*SUPPLIED RECORDS*
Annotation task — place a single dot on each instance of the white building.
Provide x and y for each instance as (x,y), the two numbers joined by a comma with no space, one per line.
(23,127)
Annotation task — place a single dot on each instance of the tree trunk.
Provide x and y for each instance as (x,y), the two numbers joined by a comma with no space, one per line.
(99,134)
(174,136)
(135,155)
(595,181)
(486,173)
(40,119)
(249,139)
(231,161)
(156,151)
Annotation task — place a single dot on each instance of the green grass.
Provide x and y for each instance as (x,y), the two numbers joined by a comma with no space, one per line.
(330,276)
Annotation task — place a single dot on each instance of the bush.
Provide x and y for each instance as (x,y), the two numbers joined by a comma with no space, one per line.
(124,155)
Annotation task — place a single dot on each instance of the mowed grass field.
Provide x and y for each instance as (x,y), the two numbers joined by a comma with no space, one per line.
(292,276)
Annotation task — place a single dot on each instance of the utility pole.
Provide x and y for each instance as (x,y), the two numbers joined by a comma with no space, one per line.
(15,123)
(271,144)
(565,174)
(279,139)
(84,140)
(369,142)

--

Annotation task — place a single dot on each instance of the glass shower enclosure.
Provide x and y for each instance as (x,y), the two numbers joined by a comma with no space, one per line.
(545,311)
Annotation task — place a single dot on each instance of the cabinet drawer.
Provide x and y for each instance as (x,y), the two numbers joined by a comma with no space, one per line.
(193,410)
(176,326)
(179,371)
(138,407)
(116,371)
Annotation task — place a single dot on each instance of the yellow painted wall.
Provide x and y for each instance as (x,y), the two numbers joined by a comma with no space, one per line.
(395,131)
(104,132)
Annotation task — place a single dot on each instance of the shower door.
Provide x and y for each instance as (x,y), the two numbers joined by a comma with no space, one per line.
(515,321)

*TASK OBJECTIVE*
Gather every line in the records above that contains the word "grass", and copy each of those lines in full.

*SOLUTION TO THE PROBLEM*
Annotation task — place a single dot on each instance of the green grass.
Annotation task — place a single dot on each instance of the mowed grass field.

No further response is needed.